_DATA PROVIDED:_
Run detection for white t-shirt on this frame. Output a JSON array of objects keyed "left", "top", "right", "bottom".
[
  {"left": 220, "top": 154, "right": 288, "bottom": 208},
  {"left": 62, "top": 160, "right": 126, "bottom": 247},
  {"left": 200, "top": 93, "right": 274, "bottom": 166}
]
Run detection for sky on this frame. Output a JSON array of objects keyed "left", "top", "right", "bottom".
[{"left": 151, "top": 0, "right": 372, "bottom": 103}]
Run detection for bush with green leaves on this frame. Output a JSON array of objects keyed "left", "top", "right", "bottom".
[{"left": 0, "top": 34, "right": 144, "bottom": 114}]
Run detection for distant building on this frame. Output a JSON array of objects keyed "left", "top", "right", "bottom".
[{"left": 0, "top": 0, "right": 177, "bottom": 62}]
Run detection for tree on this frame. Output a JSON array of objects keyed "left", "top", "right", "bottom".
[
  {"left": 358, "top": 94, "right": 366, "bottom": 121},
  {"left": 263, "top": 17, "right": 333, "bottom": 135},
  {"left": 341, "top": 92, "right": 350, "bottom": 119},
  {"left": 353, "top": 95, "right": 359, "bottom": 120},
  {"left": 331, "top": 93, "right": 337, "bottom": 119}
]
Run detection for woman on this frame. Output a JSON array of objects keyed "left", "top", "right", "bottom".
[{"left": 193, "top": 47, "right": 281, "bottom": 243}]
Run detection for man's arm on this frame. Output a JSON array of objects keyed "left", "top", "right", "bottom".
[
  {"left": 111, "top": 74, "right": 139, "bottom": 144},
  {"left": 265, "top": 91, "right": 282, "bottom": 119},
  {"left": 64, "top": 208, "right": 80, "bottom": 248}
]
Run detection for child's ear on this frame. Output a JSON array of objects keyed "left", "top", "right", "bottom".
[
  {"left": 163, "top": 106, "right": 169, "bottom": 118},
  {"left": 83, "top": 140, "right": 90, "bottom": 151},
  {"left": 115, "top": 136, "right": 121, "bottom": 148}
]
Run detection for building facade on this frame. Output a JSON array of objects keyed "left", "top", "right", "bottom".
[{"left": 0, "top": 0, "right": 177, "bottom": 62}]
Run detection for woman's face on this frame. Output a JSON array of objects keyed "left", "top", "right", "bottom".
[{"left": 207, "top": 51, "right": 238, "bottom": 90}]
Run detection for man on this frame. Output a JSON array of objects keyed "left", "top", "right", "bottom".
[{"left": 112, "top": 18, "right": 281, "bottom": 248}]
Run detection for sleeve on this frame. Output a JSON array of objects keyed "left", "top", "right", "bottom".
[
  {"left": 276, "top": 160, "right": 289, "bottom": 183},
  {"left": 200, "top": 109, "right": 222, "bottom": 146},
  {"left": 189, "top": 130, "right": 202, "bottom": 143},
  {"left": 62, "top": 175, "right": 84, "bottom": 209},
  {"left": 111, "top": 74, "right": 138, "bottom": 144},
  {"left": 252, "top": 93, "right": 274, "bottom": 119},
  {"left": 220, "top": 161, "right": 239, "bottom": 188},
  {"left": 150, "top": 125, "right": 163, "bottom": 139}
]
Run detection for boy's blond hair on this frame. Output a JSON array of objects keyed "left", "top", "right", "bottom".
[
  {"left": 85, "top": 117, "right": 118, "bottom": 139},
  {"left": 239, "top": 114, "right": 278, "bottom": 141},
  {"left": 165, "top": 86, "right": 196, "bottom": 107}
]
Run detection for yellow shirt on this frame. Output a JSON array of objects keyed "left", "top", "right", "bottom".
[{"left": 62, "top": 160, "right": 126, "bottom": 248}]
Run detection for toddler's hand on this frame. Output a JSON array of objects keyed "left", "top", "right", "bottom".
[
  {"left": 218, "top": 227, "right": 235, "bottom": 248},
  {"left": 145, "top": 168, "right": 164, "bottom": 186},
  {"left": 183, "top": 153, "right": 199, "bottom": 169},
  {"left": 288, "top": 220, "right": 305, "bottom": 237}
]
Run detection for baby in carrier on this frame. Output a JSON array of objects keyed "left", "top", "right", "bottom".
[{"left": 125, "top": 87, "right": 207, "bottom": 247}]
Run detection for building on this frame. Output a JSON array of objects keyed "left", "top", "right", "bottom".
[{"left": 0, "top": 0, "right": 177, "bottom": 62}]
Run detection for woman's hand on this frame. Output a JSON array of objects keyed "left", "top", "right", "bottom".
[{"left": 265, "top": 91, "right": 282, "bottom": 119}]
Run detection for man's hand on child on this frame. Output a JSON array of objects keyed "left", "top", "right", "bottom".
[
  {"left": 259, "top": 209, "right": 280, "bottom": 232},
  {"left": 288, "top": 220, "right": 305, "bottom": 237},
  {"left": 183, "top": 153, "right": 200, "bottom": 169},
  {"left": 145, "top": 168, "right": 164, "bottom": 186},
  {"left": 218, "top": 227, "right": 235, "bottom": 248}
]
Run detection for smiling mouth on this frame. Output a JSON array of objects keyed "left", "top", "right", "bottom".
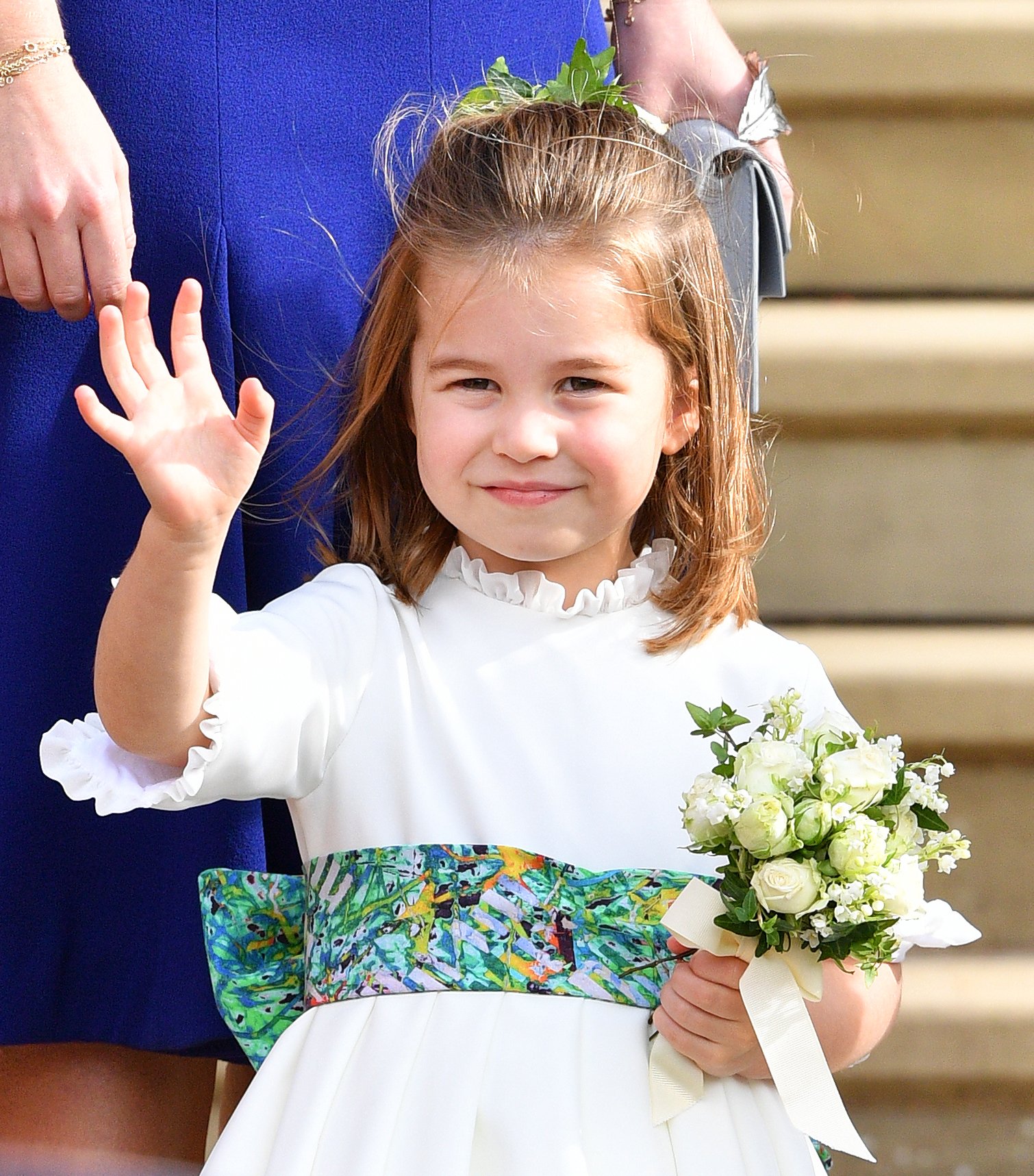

_STATED PROBLEM:_ Please count the lines above that contain the word "child" and reply with only that number.

_OUTPUT:_ 2